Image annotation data
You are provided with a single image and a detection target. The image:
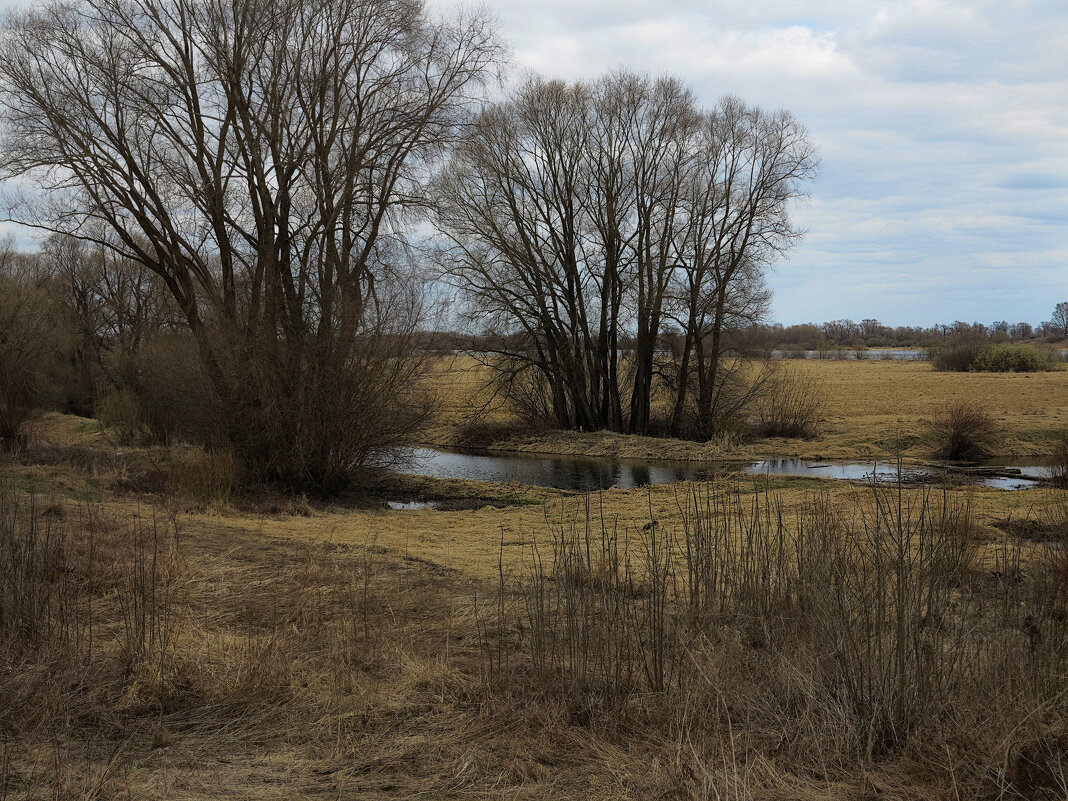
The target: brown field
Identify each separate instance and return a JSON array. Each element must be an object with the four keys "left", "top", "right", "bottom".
[
  {"left": 0, "top": 410, "right": 1068, "bottom": 800},
  {"left": 427, "top": 357, "right": 1068, "bottom": 460}
]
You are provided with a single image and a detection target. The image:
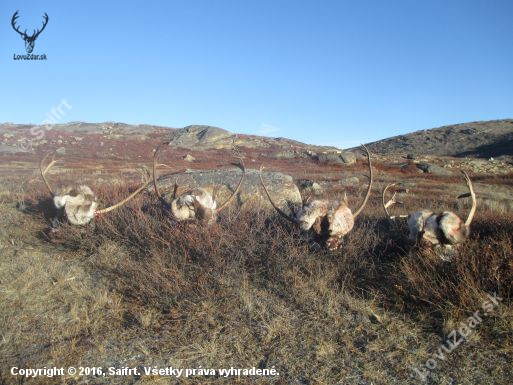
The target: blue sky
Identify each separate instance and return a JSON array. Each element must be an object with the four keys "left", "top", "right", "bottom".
[{"left": 0, "top": 0, "right": 513, "bottom": 147}]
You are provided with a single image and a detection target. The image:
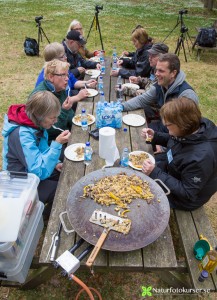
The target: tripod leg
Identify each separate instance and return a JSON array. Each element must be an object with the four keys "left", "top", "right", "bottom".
[
  {"left": 41, "top": 27, "right": 50, "bottom": 44},
  {"left": 86, "top": 16, "right": 96, "bottom": 40},
  {"left": 181, "top": 39, "right": 187, "bottom": 62},
  {"left": 96, "top": 15, "right": 104, "bottom": 50}
]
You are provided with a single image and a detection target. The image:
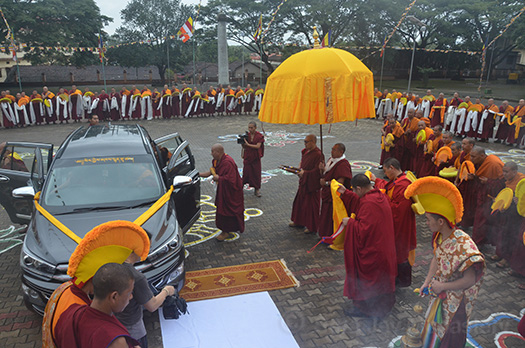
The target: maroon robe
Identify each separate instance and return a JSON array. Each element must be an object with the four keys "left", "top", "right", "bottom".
[
  {"left": 69, "top": 93, "right": 84, "bottom": 121},
  {"left": 42, "top": 91, "right": 57, "bottom": 124},
  {"left": 180, "top": 91, "right": 192, "bottom": 117},
  {"left": 109, "top": 93, "right": 122, "bottom": 121},
  {"left": 375, "top": 173, "right": 417, "bottom": 287},
  {"left": 430, "top": 99, "right": 448, "bottom": 128},
  {"left": 478, "top": 104, "right": 499, "bottom": 141},
  {"left": 319, "top": 158, "right": 352, "bottom": 237},
  {"left": 55, "top": 304, "right": 139, "bottom": 348},
  {"left": 344, "top": 189, "right": 397, "bottom": 317},
  {"left": 292, "top": 147, "right": 324, "bottom": 232},
  {"left": 243, "top": 131, "right": 264, "bottom": 190},
  {"left": 97, "top": 93, "right": 110, "bottom": 121},
  {"left": 212, "top": 154, "right": 244, "bottom": 233},
  {"left": 496, "top": 105, "right": 512, "bottom": 142},
  {"left": 2, "top": 101, "right": 15, "bottom": 128}
]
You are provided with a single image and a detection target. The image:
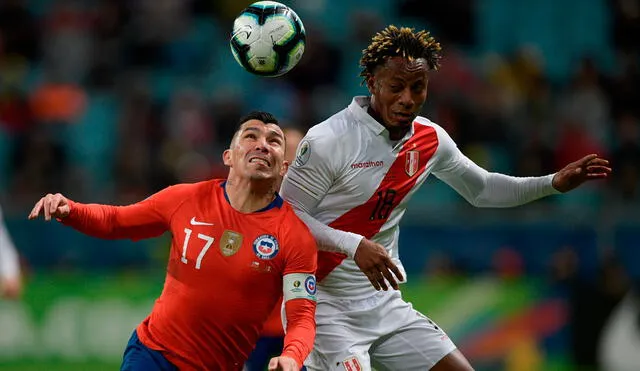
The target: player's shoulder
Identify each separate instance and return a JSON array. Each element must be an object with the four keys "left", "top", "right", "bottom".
[
  {"left": 413, "top": 116, "right": 446, "bottom": 135},
  {"left": 158, "top": 179, "right": 224, "bottom": 196}
]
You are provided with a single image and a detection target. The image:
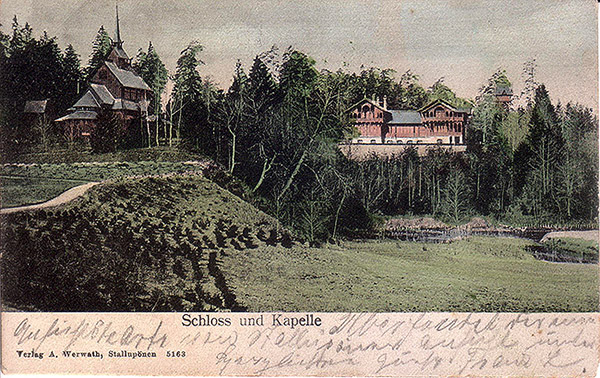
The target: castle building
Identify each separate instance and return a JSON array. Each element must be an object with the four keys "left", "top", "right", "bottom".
[
  {"left": 350, "top": 97, "right": 471, "bottom": 145},
  {"left": 55, "top": 7, "right": 152, "bottom": 140}
]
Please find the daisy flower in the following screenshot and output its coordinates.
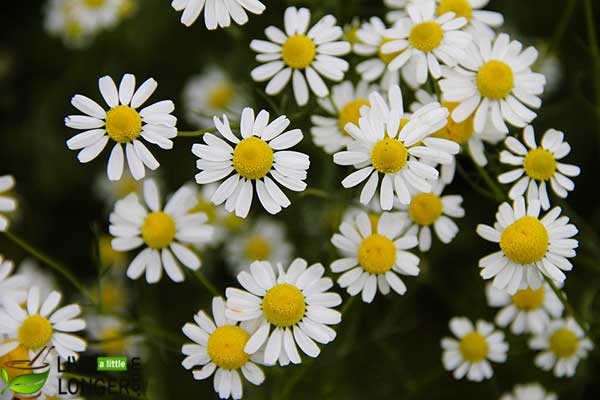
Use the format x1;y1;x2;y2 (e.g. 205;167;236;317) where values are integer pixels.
381;2;472;85
225;258;342;366
330;212;419;303
181;297;265;399
500;383;558;400
529;318;594;378
441;317;508;382
486;283;563;335
109;179;213;283
65;74;177;181
477;197;578;295
171;0;266;30
400;181;465;252
498;125;580;210
333;85;459;210
250;7;350;106
439;33;546;132
192;107;310;218
0;175;17;232
225;218;293;275
0;286;87;359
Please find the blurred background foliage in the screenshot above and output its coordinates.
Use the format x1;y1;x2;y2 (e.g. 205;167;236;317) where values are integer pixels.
0;0;600;399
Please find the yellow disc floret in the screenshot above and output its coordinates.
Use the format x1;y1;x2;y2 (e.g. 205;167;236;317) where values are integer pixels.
18;315;53;350
206;325;250;370
358;233;396;274
523;147;556;181
459;332;489;363
408;21;444;53
477;60;515;100
106;106;142;143
281;35;317;69
371;137;408;174
262;283;306;328
142;211;176;249
500;216;548;265
233;136;273;179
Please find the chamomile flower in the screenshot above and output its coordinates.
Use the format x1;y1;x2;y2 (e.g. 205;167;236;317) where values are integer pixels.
333;85;459;211
529;318;594;378
192;108;310;218
225;258;342;366
225;218;293;275
250;7;350;106
181;297;265;399
0;286;87;359
109;179;213;283
439;33;546;132
310;81;377;154
486;283;563;335
330;212;419;303
477;197;578;295
65;74;177;181
498;125;580;210
381;2;472;85
171;0;266;30
441;317;508;382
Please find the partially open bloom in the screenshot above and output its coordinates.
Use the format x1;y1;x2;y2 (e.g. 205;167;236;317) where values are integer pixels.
250;7;350;106
529;318;594;378
441;317;508;382
225;258;342;366
65;74;177;181
181;297;265;399
498;125;580;210
477;197;578;295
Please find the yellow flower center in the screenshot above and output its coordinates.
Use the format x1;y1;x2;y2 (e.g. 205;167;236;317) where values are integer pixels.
432;101;475;144
106;106;142;143
358;233;396;274
500;216;548;265
338;99;370;131
437;0;473;21
371;137;408;174
207;325;250;370
18;315;52;350
142;211;176;249
459;332;489;363
408;21;444;53
281;35;317;69
550;328;579;358
477;60;515;100
512;287;544;311
523;147;556;181
262;283;306;328
408;193;443;226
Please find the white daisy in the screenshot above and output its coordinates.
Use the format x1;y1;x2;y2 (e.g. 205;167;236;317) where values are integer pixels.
477;197;578;295
381;2;472;85
529;318;594;378
192;108;310;218
250;7;350;106
109;179;213;283
225;258;342;366
310;81;377;154
65;74;177;181
171;0;266;30
441;317;508;382
439;33;546;132
330;212;419;303
181;297;265;399
486;283;563;335
333;85;459;210
0;286;86;359
498;125;580;210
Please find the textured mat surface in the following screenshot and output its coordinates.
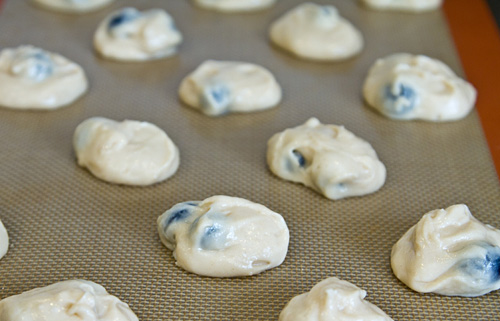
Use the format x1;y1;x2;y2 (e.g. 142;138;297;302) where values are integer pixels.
0;0;500;320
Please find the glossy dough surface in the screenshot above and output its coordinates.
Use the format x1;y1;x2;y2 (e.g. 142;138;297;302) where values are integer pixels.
194;0;276;12
267;118;386;200
179;60;281;116
0;46;88;109
391;204;500;296
363;0;443;12
0;280;138;321
279;277;392;321
363;53;476;122
94;8;182;61
270;2;364;60
158;196;289;277
73;117;180;185
0;221;9;259
33;0;114;13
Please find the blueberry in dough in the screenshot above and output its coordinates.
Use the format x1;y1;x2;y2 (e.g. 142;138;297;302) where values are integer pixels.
201;84;231;115
29;51;54;81
459;244;500;283
157;195;289;277
292;149;306;167
384;83;417;116
108;8;139;29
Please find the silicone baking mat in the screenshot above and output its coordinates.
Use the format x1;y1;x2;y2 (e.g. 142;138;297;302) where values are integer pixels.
0;0;500;320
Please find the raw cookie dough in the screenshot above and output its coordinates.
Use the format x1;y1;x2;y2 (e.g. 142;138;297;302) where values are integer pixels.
0;280;139;321
270;2;363;60
0;220;9;258
363;53;476;122
391;204;500;296
363;0;443;12
158;196;289;277
267;118;386;200
179;60;281;116
73;117;179;185
194;0;276;12
94;8;182;61
33;0;114;13
279;277;392;321
0;46;88;109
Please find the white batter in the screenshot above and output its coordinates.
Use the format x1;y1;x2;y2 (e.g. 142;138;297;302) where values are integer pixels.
94;8;182;61
391;204;500;296
73;117;180;185
363;53;476;122
0;280;139;321
0;46;88;109
363;0;443;12
179;60;281;116
33;0;114;13
194;0;276;12
158;196;289;277
0;220;9;260
279;277;392;321
267;118;386;200
270;2;363;60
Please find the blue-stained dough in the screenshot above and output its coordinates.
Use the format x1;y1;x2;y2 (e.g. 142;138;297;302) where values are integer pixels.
458;244;500;283
384;83;417;117
25;50;54;81
201;83;231;115
292;149;306;167
162;202;198;231
108;8;141;30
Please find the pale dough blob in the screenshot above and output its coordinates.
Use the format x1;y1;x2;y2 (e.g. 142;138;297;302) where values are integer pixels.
179;60;281;116
0;280;139;321
33;0;114;13
0;46;88;109
391;204;500;296
94;8;182;61
267;118;386;200
363;53;476;122
270;2;364;60
363;0;443;12
194;0;276;12
73;117;180;185
279;277;392;321
158;196;289;277
0;220;9;258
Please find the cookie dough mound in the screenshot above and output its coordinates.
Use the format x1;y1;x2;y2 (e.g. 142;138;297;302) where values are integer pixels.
279;277;392;321
194;0;276;12
267;118;386;200
391;204;500;296
363;0;443;12
0;220;9;258
73;117;179;185
158;196;289;277
270;3;363;60
179;60;281;116
94;8;182;61
33;0;114;13
0;280;139;321
363;53;476;122
0;46;88;109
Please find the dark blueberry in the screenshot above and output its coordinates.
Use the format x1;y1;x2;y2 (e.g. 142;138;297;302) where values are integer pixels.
292;149;306;167
459;244;500;283
165;202;198;228
384;84;417;116
200;224;226;250
108;9;139;29
201;84;231;115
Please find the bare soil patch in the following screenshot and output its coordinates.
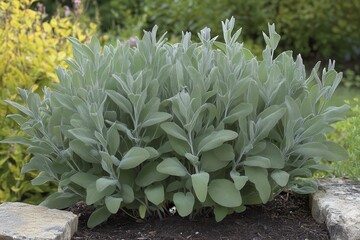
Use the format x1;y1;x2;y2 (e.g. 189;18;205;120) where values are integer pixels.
70;193;329;240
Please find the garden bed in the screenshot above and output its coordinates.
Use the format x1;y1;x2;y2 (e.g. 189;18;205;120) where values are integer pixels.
71;193;329;240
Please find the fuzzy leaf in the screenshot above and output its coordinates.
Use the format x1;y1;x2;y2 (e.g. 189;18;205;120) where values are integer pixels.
144;183;165;205
198;130;238;152
139;205;146;219
271;170;290;187
200;144;235;172
242;156;271;168
105;196;123;214
106;90;133;115
173;192;195;217
87;206;111;228
244;167;271;203
96;177;118;192
40;192;80;209
70;172;99;188
160;122;188;142
119;147;150;169
191;172;210;202
230;171;249;191
70;139;100;163
156;157;188;177
141;112;172;127
214;206;229;222
135;162;169;187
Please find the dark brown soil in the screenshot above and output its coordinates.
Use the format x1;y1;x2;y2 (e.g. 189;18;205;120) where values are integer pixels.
72;193;329;240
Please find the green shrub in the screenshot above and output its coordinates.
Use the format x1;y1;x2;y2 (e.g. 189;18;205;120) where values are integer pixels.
328;99;360;181
88;0;360;62
2;19;348;227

__DIRECTION__:
Pull out each line of the listing above that contains the word "white".

__OUTPUT BELOW__:
Please find the white daisy in the screenshot above and output its coordinates.
Please find the white batter in the screenshot above and output its coordinates.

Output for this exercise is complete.